• [THE PROBLEM] Gather, from the data below, each line in which the word "item" occurs.

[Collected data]
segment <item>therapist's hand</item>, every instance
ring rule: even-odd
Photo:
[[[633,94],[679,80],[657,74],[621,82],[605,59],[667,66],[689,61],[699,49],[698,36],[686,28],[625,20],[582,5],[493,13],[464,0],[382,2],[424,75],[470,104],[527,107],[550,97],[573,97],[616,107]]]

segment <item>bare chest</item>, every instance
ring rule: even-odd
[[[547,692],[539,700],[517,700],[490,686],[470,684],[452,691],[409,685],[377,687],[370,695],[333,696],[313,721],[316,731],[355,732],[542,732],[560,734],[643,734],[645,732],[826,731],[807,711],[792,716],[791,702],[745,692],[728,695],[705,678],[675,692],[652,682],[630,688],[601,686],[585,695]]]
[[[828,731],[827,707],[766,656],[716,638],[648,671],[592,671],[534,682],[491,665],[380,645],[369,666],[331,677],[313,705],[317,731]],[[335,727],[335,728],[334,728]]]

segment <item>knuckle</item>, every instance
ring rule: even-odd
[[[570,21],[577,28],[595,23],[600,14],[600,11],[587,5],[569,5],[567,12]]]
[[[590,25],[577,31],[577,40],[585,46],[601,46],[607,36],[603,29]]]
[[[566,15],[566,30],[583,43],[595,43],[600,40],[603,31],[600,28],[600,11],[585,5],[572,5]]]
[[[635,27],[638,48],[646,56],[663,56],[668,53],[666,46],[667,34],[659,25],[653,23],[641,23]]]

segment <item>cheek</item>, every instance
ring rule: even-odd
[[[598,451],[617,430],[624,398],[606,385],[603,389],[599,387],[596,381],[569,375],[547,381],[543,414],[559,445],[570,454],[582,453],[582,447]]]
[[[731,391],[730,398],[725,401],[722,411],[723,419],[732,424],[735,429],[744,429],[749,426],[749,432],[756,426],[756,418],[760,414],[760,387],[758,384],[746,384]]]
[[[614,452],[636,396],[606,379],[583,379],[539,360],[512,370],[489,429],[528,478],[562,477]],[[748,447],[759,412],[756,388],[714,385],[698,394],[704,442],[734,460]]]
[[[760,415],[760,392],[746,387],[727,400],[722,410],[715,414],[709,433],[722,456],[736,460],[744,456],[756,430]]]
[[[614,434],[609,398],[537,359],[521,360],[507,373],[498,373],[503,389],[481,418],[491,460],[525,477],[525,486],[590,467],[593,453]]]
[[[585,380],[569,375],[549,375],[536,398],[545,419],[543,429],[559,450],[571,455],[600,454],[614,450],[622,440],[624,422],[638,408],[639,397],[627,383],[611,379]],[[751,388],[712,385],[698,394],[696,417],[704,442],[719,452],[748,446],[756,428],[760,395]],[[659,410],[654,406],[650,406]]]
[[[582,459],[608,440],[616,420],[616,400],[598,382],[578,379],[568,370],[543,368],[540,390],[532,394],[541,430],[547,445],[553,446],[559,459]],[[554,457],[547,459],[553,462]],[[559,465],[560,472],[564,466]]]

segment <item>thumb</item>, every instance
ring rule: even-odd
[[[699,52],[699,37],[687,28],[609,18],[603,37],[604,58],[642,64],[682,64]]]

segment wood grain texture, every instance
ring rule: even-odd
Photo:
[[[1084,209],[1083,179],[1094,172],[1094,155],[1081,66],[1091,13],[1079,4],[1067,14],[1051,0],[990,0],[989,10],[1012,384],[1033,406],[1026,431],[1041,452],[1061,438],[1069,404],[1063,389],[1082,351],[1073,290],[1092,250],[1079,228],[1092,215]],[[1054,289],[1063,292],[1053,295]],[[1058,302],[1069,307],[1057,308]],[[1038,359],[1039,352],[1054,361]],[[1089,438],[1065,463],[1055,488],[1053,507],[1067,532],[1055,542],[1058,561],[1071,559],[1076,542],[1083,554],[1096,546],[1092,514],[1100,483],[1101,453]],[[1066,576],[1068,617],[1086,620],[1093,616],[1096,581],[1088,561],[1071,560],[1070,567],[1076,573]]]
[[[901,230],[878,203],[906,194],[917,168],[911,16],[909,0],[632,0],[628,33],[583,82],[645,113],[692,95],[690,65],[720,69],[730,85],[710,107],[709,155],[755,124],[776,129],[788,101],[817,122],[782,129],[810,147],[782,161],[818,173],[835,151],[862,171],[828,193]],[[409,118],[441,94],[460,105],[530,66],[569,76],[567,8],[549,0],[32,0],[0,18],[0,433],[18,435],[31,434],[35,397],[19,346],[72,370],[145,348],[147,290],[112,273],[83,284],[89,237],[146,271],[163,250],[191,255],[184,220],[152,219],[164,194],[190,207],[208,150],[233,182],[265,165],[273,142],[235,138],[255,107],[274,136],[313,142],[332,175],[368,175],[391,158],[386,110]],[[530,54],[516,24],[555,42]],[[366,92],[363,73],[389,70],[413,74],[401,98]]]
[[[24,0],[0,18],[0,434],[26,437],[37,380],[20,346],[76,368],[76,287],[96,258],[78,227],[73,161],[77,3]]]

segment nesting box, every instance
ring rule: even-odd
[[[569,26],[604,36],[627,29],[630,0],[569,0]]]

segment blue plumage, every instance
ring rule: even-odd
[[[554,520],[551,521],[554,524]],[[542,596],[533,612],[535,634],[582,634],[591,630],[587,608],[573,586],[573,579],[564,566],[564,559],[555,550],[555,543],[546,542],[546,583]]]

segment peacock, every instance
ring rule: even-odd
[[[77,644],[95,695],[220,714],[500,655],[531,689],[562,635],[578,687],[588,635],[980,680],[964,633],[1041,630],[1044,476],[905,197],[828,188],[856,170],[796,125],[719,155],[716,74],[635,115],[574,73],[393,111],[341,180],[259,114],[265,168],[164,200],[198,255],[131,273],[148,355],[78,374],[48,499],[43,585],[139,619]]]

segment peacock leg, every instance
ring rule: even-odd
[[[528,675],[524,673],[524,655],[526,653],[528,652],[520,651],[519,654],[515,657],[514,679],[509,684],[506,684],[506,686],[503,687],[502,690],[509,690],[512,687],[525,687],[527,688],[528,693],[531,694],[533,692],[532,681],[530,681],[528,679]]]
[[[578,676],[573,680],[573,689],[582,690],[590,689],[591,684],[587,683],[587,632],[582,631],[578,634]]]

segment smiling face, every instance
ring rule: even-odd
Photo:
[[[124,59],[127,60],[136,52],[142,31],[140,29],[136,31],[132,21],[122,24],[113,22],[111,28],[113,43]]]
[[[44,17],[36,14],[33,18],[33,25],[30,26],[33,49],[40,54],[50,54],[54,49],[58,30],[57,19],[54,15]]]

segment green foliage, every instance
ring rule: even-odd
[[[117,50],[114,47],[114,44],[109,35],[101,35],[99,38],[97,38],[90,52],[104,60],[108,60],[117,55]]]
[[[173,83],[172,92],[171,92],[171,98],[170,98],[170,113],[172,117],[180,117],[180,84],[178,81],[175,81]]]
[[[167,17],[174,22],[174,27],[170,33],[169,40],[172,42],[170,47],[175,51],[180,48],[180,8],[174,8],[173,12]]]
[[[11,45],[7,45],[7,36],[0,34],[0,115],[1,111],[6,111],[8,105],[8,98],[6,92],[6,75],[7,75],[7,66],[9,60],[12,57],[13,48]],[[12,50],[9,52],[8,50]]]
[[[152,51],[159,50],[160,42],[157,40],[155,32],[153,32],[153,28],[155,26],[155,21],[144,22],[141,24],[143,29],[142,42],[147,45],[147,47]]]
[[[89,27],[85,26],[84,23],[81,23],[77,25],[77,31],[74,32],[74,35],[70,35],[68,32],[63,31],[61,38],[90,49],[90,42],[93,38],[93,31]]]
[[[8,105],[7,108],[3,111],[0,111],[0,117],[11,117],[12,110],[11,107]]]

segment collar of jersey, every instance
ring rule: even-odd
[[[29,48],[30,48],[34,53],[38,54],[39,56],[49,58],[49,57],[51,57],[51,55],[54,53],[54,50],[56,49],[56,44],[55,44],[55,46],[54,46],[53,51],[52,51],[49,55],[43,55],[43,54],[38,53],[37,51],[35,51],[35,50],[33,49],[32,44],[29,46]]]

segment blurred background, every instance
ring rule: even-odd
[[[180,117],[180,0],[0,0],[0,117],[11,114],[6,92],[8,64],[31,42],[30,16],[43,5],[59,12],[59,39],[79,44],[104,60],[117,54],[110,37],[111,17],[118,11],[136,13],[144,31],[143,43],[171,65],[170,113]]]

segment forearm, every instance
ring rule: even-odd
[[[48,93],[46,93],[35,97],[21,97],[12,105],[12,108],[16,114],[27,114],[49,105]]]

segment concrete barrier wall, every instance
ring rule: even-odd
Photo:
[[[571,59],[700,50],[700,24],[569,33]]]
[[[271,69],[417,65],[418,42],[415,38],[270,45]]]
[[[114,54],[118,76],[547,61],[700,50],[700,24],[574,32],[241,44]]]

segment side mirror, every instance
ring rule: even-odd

• [PROBLEM SOLUTION]
segment <item>therapist's hand</item>, every instance
segment <item>bare chest</item>, every instance
segment <item>knuckle</item>, every instance
segment <item>cheek</item>, every instance
segment <item>thumb</item>, every instance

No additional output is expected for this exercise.